Contour labeling entries:
## Begin
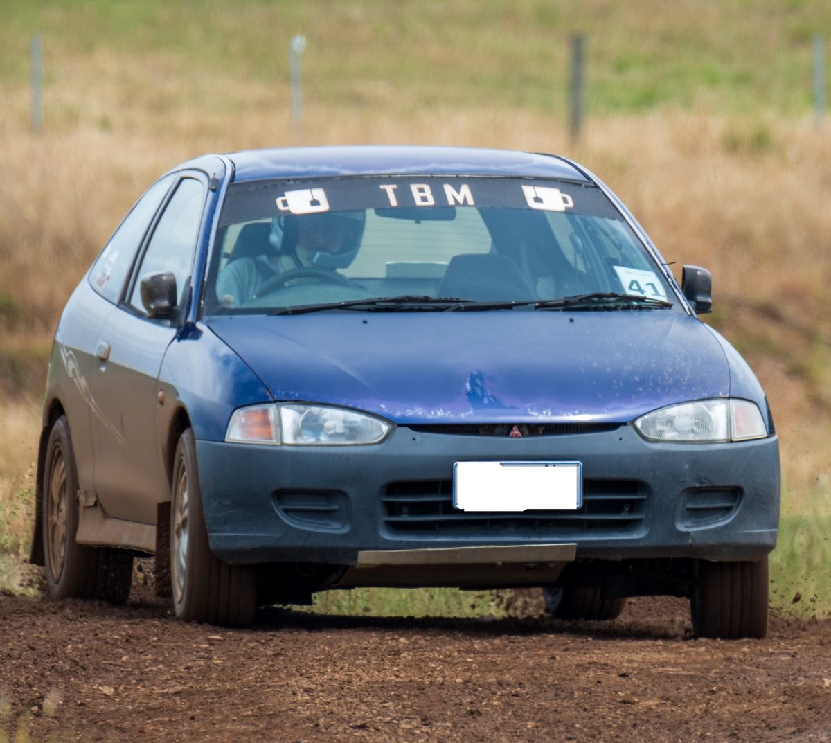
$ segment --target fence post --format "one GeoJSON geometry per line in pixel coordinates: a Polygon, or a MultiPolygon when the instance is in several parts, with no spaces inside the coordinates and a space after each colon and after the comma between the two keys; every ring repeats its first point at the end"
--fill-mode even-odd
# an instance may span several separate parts
{"type": "Polygon", "coordinates": [[[571,39],[571,71],[568,84],[568,132],[572,144],[577,144],[583,128],[585,96],[585,37],[576,34],[571,39]]]}
{"type": "Polygon", "coordinates": [[[303,137],[303,91],[300,84],[300,55],[306,48],[306,37],[296,36],[289,47],[288,61],[292,71],[292,129],[297,140],[303,137]]]}
{"type": "Polygon", "coordinates": [[[814,37],[814,112],[819,126],[825,116],[825,39],[819,33],[814,37]]]}
{"type": "Polygon", "coordinates": [[[32,128],[40,131],[43,128],[43,111],[42,108],[41,83],[43,71],[41,53],[41,37],[32,37],[32,128]]]}

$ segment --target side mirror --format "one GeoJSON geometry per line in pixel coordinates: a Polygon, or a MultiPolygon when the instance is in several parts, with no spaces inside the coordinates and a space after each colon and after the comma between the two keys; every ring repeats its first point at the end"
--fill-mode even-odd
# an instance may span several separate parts
{"type": "Polygon", "coordinates": [[[713,300],[711,296],[713,280],[706,268],[699,266],[684,266],[681,288],[684,296],[690,300],[696,312],[703,314],[713,311],[713,300]]]}
{"type": "Polygon", "coordinates": [[[141,277],[141,303],[148,317],[171,317],[176,310],[176,277],[170,271],[159,271],[141,277]]]}

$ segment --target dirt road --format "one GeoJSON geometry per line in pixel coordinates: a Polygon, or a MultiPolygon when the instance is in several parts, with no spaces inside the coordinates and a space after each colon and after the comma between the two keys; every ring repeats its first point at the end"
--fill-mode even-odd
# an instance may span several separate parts
{"type": "Polygon", "coordinates": [[[0,741],[831,741],[831,622],[727,642],[690,639],[686,615],[275,611],[229,631],[140,598],[0,596],[0,741]]]}

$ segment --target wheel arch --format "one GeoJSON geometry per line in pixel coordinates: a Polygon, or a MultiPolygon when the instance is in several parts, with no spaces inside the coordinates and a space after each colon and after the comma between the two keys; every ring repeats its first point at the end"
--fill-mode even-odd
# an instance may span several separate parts
{"type": "Polygon", "coordinates": [[[66,415],[63,404],[55,398],[44,406],[43,427],[37,445],[37,470],[35,477],[35,528],[32,535],[32,550],[29,562],[43,567],[46,555],[43,553],[43,468],[46,465],[46,448],[55,421],[66,415]]]}
{"type": "MultiPolygon", "coordinates": [[[[162,445],[165,474],[168,482],[168,494],[173,488],[173,468],[176,456],[176,445],[183,431],[190,428],[190,416],[184,406],[179,405],[170,417],[162,445]]],[[[172,598],[170,583],[170,499],[156,504],[155,544],[155,593],[156,596],[172,598]]]]}
{"type": "Polygon", "coordinates": [[[174,458],[176,455],[176,445],[179,443],[179,437],[183,431],[190,427],[190,416],[184,406],[180,405],[170,418],[162,452],[165,459],[165,474],[167,475],[169,486],[172,486],[173,484],[174,458]]]}

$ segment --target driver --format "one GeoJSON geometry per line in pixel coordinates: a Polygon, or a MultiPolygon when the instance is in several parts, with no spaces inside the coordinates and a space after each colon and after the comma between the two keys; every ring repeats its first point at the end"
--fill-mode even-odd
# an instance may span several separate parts
{"type": "Polygon", "coordinates": [[[297,268],[335,273],[346,268],[355,258],[362,231],[363,212],[275,217],[268,235],[275,252],[229,261],[216,281],[219,303],[241,307],[270,278],[297,268]]]}

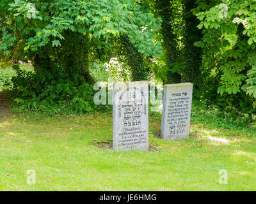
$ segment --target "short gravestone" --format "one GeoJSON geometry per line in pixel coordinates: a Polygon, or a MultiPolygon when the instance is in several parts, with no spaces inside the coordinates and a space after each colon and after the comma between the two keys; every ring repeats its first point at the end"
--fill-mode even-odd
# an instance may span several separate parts
{"type": "Polygon", "coordinates": [[[193,84],[164,85],[161,137],[182,140],[189,135],[193,84]]]}
{"type": "Polygon", "coordinates": [[[148,82],[115,83],[113,100],[113,149],[148,150],[148,82]]]}

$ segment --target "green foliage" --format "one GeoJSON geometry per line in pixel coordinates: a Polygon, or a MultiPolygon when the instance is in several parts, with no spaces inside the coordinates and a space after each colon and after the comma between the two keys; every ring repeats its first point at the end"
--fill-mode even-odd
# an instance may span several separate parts
{"type": "Polygon", "coordinates": [[[200,20],[198,28],[204,33],[202,40],[195,45],[211,56],[206,60],[210,67],[202,67],[204,71],[214,73],[215,79],[209,81],[212,84],[207,86],[218,90],[220,94],[215,94],[215,98],[223,108],[252,114],[256,112],[255,3],[212,1],[208,6],[205,3],[198,1],[198,6],[194,10],[200,20]]]}
{"type": "MultiPolygon", "coordinates": [[[[156,10],[156,13],[162,19],[161,33],[163,35],[163,47],[165,56],[164,61],[168,68],[166,73],[167,83],[180,82],[180,66],[175,66],[179,63],[179,47],[178,43],[177,26],[175,20],[180,20],[179,12],[180,3],[179,1],[169,0],[152,1],[156,10]],[[177,69],[179,68],[179,69],[177,69]]],[[[163,78],[164,80],[164,78],[163,78]]]]}
{"type": "Polygon", "coordinates": [[[196,26],[200,20],[193,15],[192,10],[196,7],[195,0],[183,0],[184,20],[184,45],[182,55],[185,61],[185,67],[182,70],[182,81],[194,84],[194,88],[199,88],[201,81],[200,67],[202,61],[202,49],[196,47],[194,43],[201,40],[203,35],[202,31],[196,26]]]}
{"type": "Polygon", "coordinates": [[[129,82],[132,79],[131,68],[122,61],[122,59],[111,58],[109,63],[105,63],[106,71],[114,82],[129,82]]]}
{"type": "MultiPolygon", "coordinates": [[[[44,69],[42,70],[44,71],[44,69]]],[[[44,112],[50,114],[90,112],[93,103],[93,85],[81,84],[67,77],[48,73],[44,78],[35,72],[17,70],[10,95],[20,112],[44,112]]]]}
{"type": "Polygon", "coordinates": [[[131,68],[131,79],[133,81],[145,80],[148,76],[149,70],[146,67],[144,56],[131,43],[127,36],[120,36],[122,53],[126,57],[126,63],[131,68]]]}
{"type": "Polygon", "coordinates": [[[12,78],[15,71],[11,69],[0,69],[0,90],[12,88],[12,78]]]}

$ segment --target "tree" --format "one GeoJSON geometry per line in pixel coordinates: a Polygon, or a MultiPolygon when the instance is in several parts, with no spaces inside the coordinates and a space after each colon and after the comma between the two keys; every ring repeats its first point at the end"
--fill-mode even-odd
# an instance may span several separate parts
{"type": "Polygon", "coordinates": [[[161,33],[163,35],[163,46],[164,49],[165,61],[168,68],[167,80],[164,82],[168,83],[180,82],[180,74],[175,69],[175,63],[178,61],[179,46],[177,41],[178,38],[174,33],[174,19],[175,17],[175,8],[173,1],[170,0],[155,0],[154,4],[156,13],[162,19],[161,33]]]}

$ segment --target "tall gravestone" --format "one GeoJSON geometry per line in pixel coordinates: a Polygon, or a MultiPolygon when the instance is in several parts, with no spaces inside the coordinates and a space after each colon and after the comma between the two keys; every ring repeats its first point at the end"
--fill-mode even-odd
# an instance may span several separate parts
{"type": "Polygon", "coordinates": [[[164,85],[161,137],[181,140],[189,135],[193,84],[164,85]]]}
{"type": "Polygon", "coordinates": [[[148,150],[148,83],[113,85],[113,149],[148,150]]]}

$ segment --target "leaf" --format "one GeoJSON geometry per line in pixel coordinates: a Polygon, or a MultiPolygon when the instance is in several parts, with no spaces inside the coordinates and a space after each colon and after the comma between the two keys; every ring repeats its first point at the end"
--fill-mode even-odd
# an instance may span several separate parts
{"type": "Polygon", "coordinates": [[[53,40],[52,41],[52,47],[56,46],[58,47],[58,45],[61,46],[60,40],[53,40]]]}

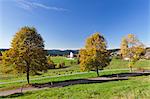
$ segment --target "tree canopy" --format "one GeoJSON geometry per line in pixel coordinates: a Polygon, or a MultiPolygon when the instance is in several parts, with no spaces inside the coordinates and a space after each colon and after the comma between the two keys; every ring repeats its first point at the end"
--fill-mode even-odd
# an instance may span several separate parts
{"type": "Polygon", "coordinates": [[[95,33],[86,40],[85,48],[79,52],[80,68],[82,71],[103,69],[110,62],[109,52],[107,51],[106,40],[99,33],[95,33]]]}
{"type": "Polygon", "coordinates": [[[132,71],[132,66],[140,59],[144,52],[144,45],[138,40],[134,34],[128,34],[123,37],[121,42],[121,55],[123,58],[129,58],[129,67],[132,71]]]}
{"type": "Polygon", "coordinates": [[[15,34],[11,48],[3,53],[2,62],[5,64],[4,68],[12,64],[9,71],[26,73],[29,83],[29,73],[47,70],[46,52],[41,35],[34,27],[22,27],[15,34]]]}

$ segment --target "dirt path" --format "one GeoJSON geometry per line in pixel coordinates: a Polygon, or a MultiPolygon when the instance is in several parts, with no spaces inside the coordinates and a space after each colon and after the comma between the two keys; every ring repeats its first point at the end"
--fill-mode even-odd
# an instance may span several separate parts
{"type": "MultiPolygon", "coordinates": [[[[118,81],[118,80],[128,80],[128,77],[142,76],[142,75],[145,76],[150,75],[150,72],[120,73],[120,74],[104,75],[96,78],[66,80],[66,81],[59,81],[53,83],[49,82],[44,84],[32,84],[27,88],[23,88],[22,92],[42,90],[42,89],[54,88],[54,87],[65,87],[65,86],[76,85],[76,84],[90,84],[90,83],[103,83],[103,82],[118,81]]],[[[0,96],[7,96],[15,93],[20,93],[20,92],[21,92],[21,88],[8,90],[8,91],[1,91],[0,96]]]]}

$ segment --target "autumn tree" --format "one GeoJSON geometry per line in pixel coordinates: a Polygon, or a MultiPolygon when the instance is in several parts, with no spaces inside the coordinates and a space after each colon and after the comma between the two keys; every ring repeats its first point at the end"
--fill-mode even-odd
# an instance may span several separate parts
{"type": "Polygon", "coordinates": [[[129,58],[129,68],[132,72],[133,65],[140,59],[144,52],[144,45],[134,34],[128,34],[121,42],[121,55],[123,58],[129,58]]]}
{"type": "Polygon", "coordinates": [[[47,70],[44,41],[34,27],[22,27],[15,34],[11,48],[3,53],[2,63],[6,73],[26,73],[28,84],[30,73],[47,70]]]}
{"type": "Polygon", "coordinates": [[[85,48],[79,52],[80,69],[82,71],[95,70],[99,76],[99,69],[110,63],[106,40],[99,33],[95,33],[86,40],[85,48]]]}

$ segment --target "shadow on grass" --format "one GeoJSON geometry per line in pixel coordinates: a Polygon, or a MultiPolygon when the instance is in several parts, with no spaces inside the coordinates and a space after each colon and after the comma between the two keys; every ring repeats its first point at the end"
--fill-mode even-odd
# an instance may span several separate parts
{"type": "MultiPolygon", "coordinates": [[[[77,85],[77,84],[92,84],[92,83],[104,83],[104,82],[111,82],[111,81],[120,81],[120,80],[128,80],[128,77],[135,77],[135,76],[148,76],[150,72],[135,72],[135,73],[119,73],[119,74],[111,74],[111,75],[103,75],[97,78],[87,78],[87,79],[76,79],[76,80],[65,80],[65,81],[57,81],[57,82],[49,82],[49,83],[42,83],[42,84],[32,84],[32,88],[53,88],[53,87],[65,87],[70,85],[77,85]]],[[[32,89],[31,89],[32,90],[32,89]]],[[[32,94],[31,92],[23,93],[15,93],[7,96],[0,96],[0,98],[15,98],[23,95],[32,94]]]]}
{"type": "Polygon", "coordinates": [[[103,75],[97,78],[88,78],[88,79],[76,79],[76,80],[65,80],[65,81],[57,81],[57,82],[49,82],[49,83],[42,83],[42,84],[32,84],[35,88],[44,88],[44,87],[65,87],[69,85],[76,85],[76,84],[91,84],[91,83],[103,83],[103,82],[110,82],[110,81],[120,81],[120,80],[128,80],[128,77],[134,76],[147,76],[150,73],[119,73],[119,74],[111,74],[111,75],[103,75]]]}
{"type": "Polygon", "coordinates": [[[119,73],[119,74],[111,74],[111,75],[103,75],[101,77],[135,77],[135,76],[148,76],[150,72],[131,72],[131,73],[119,73]]]}
{"type": "Polygon", "coordinates": [[[23,96],[23,93],[14,93],[8,96],[0,96],[0,98],[15,98],[15,97],[19,97],[19,96],[23,96]]]}

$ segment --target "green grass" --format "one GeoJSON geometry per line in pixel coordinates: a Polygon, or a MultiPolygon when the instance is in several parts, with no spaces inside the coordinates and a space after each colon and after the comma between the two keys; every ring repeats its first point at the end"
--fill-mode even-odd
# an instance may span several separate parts
{"type": "Polygon", "coordinates": [[[150,99],[150,76],[131,77],[124,81],[78,84],[9,95],[17,99],[150,99]]]}
{"type": "MultiPolygon", "coordinates": [[[[34,75],[30,76],[31,78],[40,78],[45,76],[57,76],[57,75],[66,75],[66,74],[72,74],[76,72],[80,72],[79,65],[76,65],[76,59],[74,60],[68,60],[65,57],[52,57],[52,60],[55,64],[65,62],[66,67],[60,68],[60,69],[49,69],[46,73],[42,73],[42,75],[34,75]],[[74,64],[70,64],[70,62],[74,62],[74,64]]],[[[0,67],[2,67],[2,64],[0,64],[0,67]]],[[[25,80],[25,74],[23,75],[14,75],[14,74],[0,74],[0,82],[10,82],[14,80],[25,80]]]]}
{"type": "Polygon", "coordinates": [[[62,56],[55,56],[55,57],[51,57],[52,61],[55,63],[55,64],[58,64],[58,63],[62,63],[62,62],[65,62],[65,65],[66,66],[71,66],[72,64],[70,64],[71,62],[72,63],[77,63],[77,59],[68,59],[66,57],[62,57],[62,56]]]}
{"type": "MultiPolygon", "coordinates": [[[[105,69],[120,69],[120,68],[128,68],[128,61],[121,59],[112,59],[109,66],[105,69]]],[[[133,68],[143,68],[150,69],[150,60],[139,60],[135,63],[133,68]]]]}
{"type": "MultiPolygon", "coordinates": [[[[73,64],[70,65],[70,61],[76,61],[76,60],[67,60],[65,57],[52,57],[52,60],[57,64],[60,62],[65,62],[68,64],[68,67],[61,68],[61,69],[50,69],[47,73],[42,73],[41,75],[35,75],[30,76],[30,79],[35,78],[41,78],[41,77],[47,77],[47,76],[57,76],[57,75],[67,75],[72,73],[78,73],[80,72],[79,65],[73,64]]],[[[1,66],[1,64],[0,64],[1,66]]],[[[144,69],[150,69],[150,60],[140,60],[138,61],[134,68],[142,67],[144,69]]],[[[128,62],[124,60],[119,59],[113,59],[109,66],[107,66],[105,69],[121,69],[121,68],[128,68],[128,62]]],[[[100,75],[107,75],[107,74],[113,74],[113,73],[119,73],[119,72],[128,72],[127,70],[116,70],[116,71],[109,71],[109,72],[102,72],[100,75]]],[[[70,80],[70,79],[80,79],[80,78],[89,78],[89,77],[96,77],[96,73],[87,73],[87,74],[78,74],[78,75],[69,75],[69,76],[63,76],[63,77],[55,77],[55,78],[45,78],[42,80],[31,80],[32,83],[46,83],[51,81],[64,81],[64,80],[70,80]]],[[[12,75],[12,74],[0,74],[0,82],[11,82],[16,80],[26,80],[26,76],[24,75],[12,75]]],[[[18,82],[18,83],[11,83],[11,84],[1,84],[0,90],[8,90],[8,89],[15,89],[22,85],[25,85],[26,82],[18,82]]]]}
{"type": "MultiPolygon", "coordinates": [[[[117,73],[126,73],[128,70],[115,70],[115,71],[101,71],[100,76],[102,75],[110,75],[110,74],[117,74],[117,73]]],[[[60,76],[60,77],[53,77],[53,78],[44,78],[40,80],[31,80],[31,83],[47,83],[47,82],[57,82],[57,81],[65,81],[65,80],[75,80],[81,78],[91,78],[97,77],[95,72],[89,72],[84,74],[74,74],[68,76],[60,76]]],[[[27,82],[14,82],[9,84],[0,84],[0,91],[16,89],[21,87],[22,85],[26,85],[27,82]]]]}

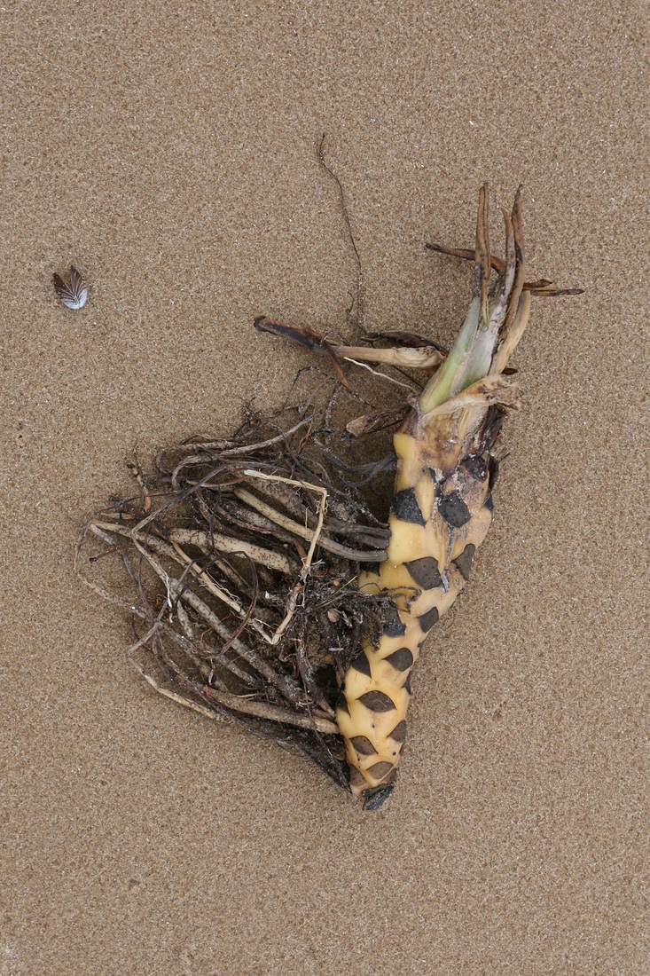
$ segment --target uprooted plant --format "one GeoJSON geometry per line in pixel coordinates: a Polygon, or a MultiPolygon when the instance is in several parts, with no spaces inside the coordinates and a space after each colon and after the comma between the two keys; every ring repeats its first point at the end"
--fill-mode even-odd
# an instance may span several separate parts
{"type": "Polygon", "coordinates": [[[77,549],[77,566],[91,540],[92,562],[123,564],[136,595],[122,603],[141,622],[130,659],[150,684],[305,752],[365,809],[394,787],[412,668],[492,520],[500,430],[518,401],[508,362],[532,297],[578,293],[525,281],[519,191],[504,212],[505,260],[488,216],[483,186],[475,249],[428,245],[474,264],[448,354],[411,334],[352,346],[256,322],[325,353],[345,386],[350,363],[429,376],[396,410],[347,425],[353,438],[397,419],[393,454],[342,460],[331,405],[313,398],[271,418],[249,411],[230,438],[164,451],[150,477],[134,467],[138,492],[94,516],[77,549]],[[385,523],[365,486],[391,466],[385,523]]]}

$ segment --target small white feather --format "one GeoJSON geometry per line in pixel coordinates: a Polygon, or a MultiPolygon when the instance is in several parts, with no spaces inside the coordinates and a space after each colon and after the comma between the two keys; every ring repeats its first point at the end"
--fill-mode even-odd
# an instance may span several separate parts
{"type": "Polygon", "coordinates": [[[66,308],[83,308],[88,302],[88,286],[73,264],[70,264],[69,283],[56,273],[52,275],[52,280],[61,303],[66,308]]]}

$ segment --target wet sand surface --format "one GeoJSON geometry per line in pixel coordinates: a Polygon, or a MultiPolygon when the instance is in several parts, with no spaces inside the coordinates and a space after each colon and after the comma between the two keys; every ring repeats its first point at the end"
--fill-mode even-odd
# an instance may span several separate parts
## End
## [What you are asked to do]
Which lines in the data above contain the word "dirt"? Copy each of them.

## [Solution for this exercise]
$ segment --target dirt road --format "one GeoJSON geometry per line in pixel coordinates: a Polygon, or a MultiPolygon when the instance is in several parts, with no spaces inside the coordinates and a space after each colon and after the comma between the two keys; every ring repeats its first point at the end"
$ segment --target "dirt path" --format "one GeoJSON geometry per line in pixel coordinates: a Polygon, or a MultiPolygon when the instance is in several parts, with no spaces inside the coordinates and a space after each colon and after the comma between the two keys; every ring repeats its first point at the end"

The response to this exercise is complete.